──────── PROVIDED TEXT ────────

"Aunti Em" was a keen and alert women
Alleged elder abuse victim "Auntie Em" was a "very keen and alert woman" who was vocal with complaints and would have spoken up if she was given roach-infested food to eat, her son-in-law told a court yesterday.
Patrick Hayward Sr., of Cox's Hill, Pembroke, was giving evidence for the second day in a civil case brought by caregiver Yvonne Dawson against his wife Rosamund, the adopted daughter of 96-year-old Wilhelmina Liburd.
He was asked by his wife's lawyer Ray DeSilva: "What do you say to allegations that there were roaches in the kitchen so that it was likely that Mrs. Liburd, with her poor eyesight, would have not been aware of roaches in her food?"
Mr. Hayward replied: "Mrs. Liburd was a very keen and alert woman. You couldn't pass $5 for $50 past her."
He added: "When she ate food, it if didn't taste the way she was used to it, she would let you know right away."
He said his mother-in-law, who has cataracts, was nearly blind but could see his face and read her bible.
A claim that Mrs. Liburd had to drink tap water from a dirty tank while the rest of the family drank bottled water was "a lot of rubbish", he said.
He also refuted an allegation that she was banned from using her bathtub.
"Mrs. Liburd is vocal when she has any complaints," he said. "When she wanted to say something to me, she said it."
Rosamund Hayward, of Upland Street, Devonshire, also gave evidence for the first time yesterday in the case brought against her by Ms Dawson, who claims she owes her $25,000 in unpaid caregiving fees.
Mother-of-two Mrs. Hayward told Magistrates' Court she did not agree to pay for Ms Dawson to look after her mother at weekends after Ms Dawson was hired by Auntie Em's nephew in October 2006.
The administrative assistant said she was prepared to care for Mrs. Liburd, who adopted her when she was a teenager, on evenings and weekends and that the nephew, Stephen Hayward, offered to pay Ms Dawson $800 a week to look after Mrs. Liburd from Monday to Friday.

──────── INFORMATION ────────

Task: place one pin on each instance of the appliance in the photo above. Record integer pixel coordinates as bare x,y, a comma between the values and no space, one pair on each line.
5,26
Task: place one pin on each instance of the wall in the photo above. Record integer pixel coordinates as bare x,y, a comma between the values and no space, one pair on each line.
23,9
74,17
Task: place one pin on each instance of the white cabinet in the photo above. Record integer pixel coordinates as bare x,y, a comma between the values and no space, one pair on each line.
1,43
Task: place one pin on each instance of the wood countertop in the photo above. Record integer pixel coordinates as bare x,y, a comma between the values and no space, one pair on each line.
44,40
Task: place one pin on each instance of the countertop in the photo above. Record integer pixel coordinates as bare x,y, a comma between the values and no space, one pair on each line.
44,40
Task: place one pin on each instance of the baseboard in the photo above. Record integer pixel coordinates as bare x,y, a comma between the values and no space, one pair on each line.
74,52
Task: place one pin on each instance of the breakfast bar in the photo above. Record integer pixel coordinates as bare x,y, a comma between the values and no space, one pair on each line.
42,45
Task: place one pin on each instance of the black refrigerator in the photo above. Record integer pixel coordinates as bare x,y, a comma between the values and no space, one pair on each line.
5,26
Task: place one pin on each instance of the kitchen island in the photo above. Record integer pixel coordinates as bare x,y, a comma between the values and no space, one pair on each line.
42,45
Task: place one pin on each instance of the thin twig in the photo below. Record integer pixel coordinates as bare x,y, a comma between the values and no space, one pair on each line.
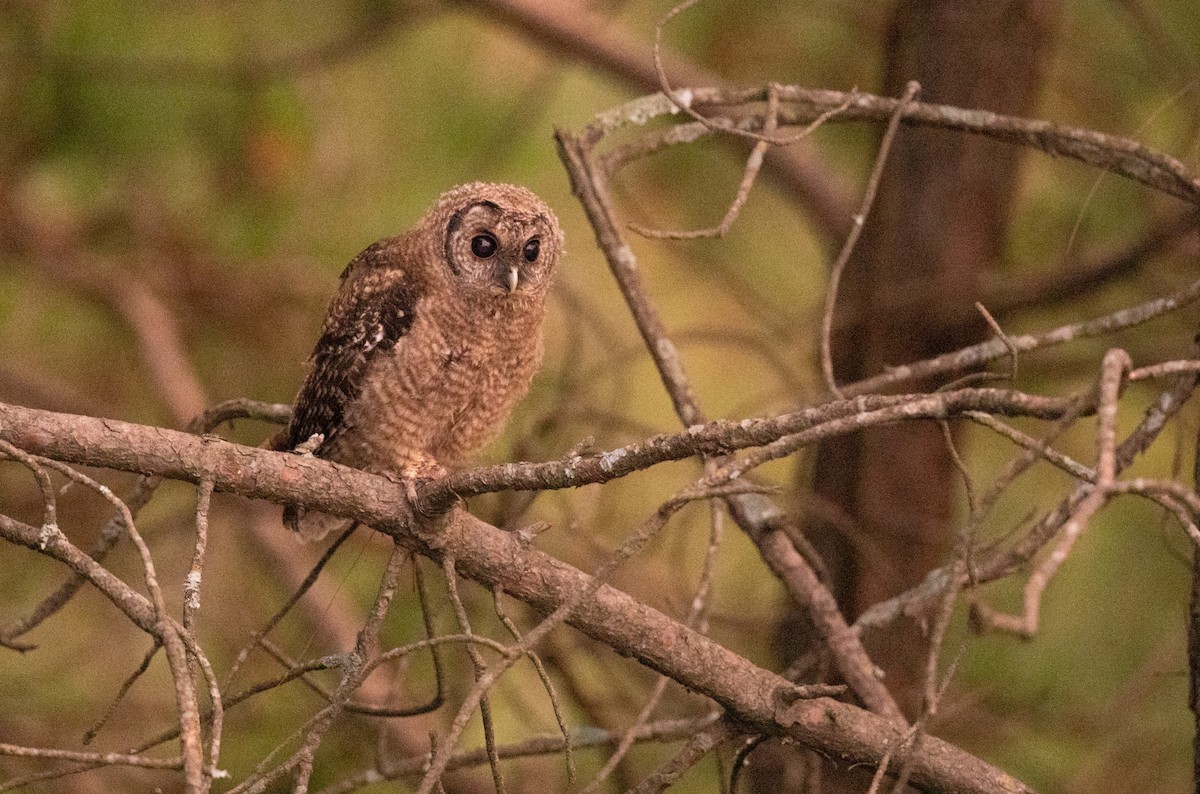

────────

• _INSTRUCTIONS_:
1. In the court report, how much does Ms Dawson claim Mrs. Hayward owes her?
2. Please copy everything in the court report from "He also refuted" down to "Monday to Friday.", word for word.
3. Write what comes next in the court report about Auntie Em, picking up after its last sentence.

• _PER-TASK ANSWERS_:
1. $25,000 in unpaid caregiving fees.

2.
He also refuted an allegation that she was banned from using her bathtub.
"Mrs. Liburd is vocal when she has any complaints," he said. "When she wanted to say something to me, she said it."
Rosamund Hayward, of Upland Street, Devonshire, also gave evidence for the first time yesterday in the case brought against her by Ms Dawson, who claims she owes her $25,000 in unpaid caregiving fees.
Mother-of-two Mrs. Hayward told Magistrates' Court she did not agree to pay for Ms Dawson to look after her mother at weekends after Ms Dawson was hired by Auntie Em's nephew in October 2006.
The administrative assistant said she was prepared to care for Mrs. Liburd, who adopted her when she was a teenager, on evenings and weekends and that the nephew, Stephen Hayward, offered to pay Ms Dawson $800 a week to look after Mrs. Liburd from Monday to Friday.

3.
She said Mr. Woodley never discussed payment for Ms Dawson at weekends with her but that Ms Dawson turned up on Saturdays and Sundays.
"I did not comply to pay for weekends because I felt if I was there, there was no need for money to be paid to anyone for the care of my mother," she said.
The Royal Gazette revealed last year that the hiring of Ms Dawson to look after Mrs. Liburd in the home she shared with Mr. and Mrs. Hayward, her two grandchildren and a great grandson, was the catalyst for the authorities becoming involved in the family's affairs.
Environmental health officers found that the filthy, cluttered, roach and rodent infested Upland Street home was unfit for human habitation and a social worker deemed Mrs. Liburd at risk of elder abuse.
Ms Dawson took Mrs. Liburd into her own home in late 2006; the frail widow, who had part of her leg amputated last year due to gangrene, has never returned to Upland Street and is now at the Continuing Care Unit at the King Edward VII Memorial Hospital.
This newspaper's initial reports on Mrs. Liburd referred to her only as Auntie Em, as her nephew calls her, but he has since made her identity public.